### Given task A
Answer these questions using the passage about learning about Jewish holidays:
(i) What did the couple living near the narrator's parents focus on when the topic came up?
(ii) Which holiday did the teacher at the Catholic high school not portray accurately?
(iii) What was the name of the class the narrator was required to take in college?
### Given task B
In the passage about learning about Jewish holidays, why does the narrator call the college class a good one? Answer in one to three sentences.
### Given task C
Carry on the passage about learning about Jewish holidays, starting after its final sentence.

### Selected extract
***
My parents have--well, they have many friends who are Jewish, but there's one couple that lives relatively near us, who we visited several times, and they focused on the miracle of oil when the topic came up more than anything else. I vaguely remember that, but I mostly remember calling the husband in that couple to figure out if my teacher at my Catholic high school was giving us an accurate portrayal of Purim (which she was not, and BOY did she not like me calling her on that. Doing it in front of the whole class may have been a bad move on my part). At the same time--she was talking about Purim. And she did give accurate portrayals of Yom Kippur and Rosh Hashanah, and I was required to take a class called Hebrew Bible, World, and Culture at my own college--and it was a good class, because it was not taught from the perspective of, "This is the precursor to the New Testament, look how this is predicting Christ!" but rather as a set of books unto itself. (Not a great class; there were some things that were, uh, off. But a good one.)
***
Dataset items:
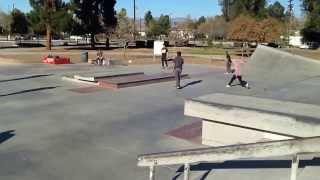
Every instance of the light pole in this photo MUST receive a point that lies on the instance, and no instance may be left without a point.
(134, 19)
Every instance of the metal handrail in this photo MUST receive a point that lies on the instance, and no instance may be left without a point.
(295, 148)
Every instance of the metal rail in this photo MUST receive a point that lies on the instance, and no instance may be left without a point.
***
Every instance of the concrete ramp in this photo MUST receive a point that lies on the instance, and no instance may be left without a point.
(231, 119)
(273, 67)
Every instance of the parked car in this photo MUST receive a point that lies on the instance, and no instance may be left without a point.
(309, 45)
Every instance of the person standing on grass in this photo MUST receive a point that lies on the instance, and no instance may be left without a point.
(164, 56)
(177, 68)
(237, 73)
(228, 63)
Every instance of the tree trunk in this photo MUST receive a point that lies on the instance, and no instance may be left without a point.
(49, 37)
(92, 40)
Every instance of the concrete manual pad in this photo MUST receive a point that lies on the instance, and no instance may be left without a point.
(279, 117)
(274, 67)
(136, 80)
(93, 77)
***
### Expected answer A
(i) The miracle of oil.
(ii) Purim.
(iii) Hebrew Bible, World, and Culture.

### Expected answer B
The narrator calls the class good because it did not present the books as a precursor to the New Testament that predicts Christ. Instead, it treated them as a set of books unto themselves.

### Expected answer C
...I've lost my original point, a bit, in rambling, and I'm not sure getting back to it wouldn't take too long, but I will say one thing. Sorta. *grins* I'll try?
The area in TN I grew up in is one of the more liberal/diverse ones. It's also still very heavily Protestant, and especially nondenominational evangelical Bible-Thumper Protestant. And I remember going to Mass on Ash Wednesday, before I transferred to Catholic school, and the teacher telling me repeatedly I has something on my face I should go wash off. And no matter how many times I said, "I know, I don't want to," she kept insisting I do so.
You're not supposed to do that with the ashes. It stays on till it wears off in the course of the day. I mean, you can get your shower as usual, but you really shouldn't go directly wash that off.
I remember that, and I remember seeing the rubble where some asshats blew up the statue of the Virgin Mary we had on our church grounds, and I remember going to my Catholic high school for the first time and seeing how someone had taken a chain saw and hacked off the fingers on her right hand. And they were just a few incidents, but the feeling of Not Belonging Here and Not Being Understood and in fact Not Liked was very strong--the last more for the damage to the statues than a teacher pestering me about washing my face. But I hated it, and I can't being to imagine what it must feel like to feel in similar, if not near the same, ways with the entire culture shoving in your face one way or another that You Are Different. And I'm sorry, as little as it is, that the world is so messed up it works that way. For anyone.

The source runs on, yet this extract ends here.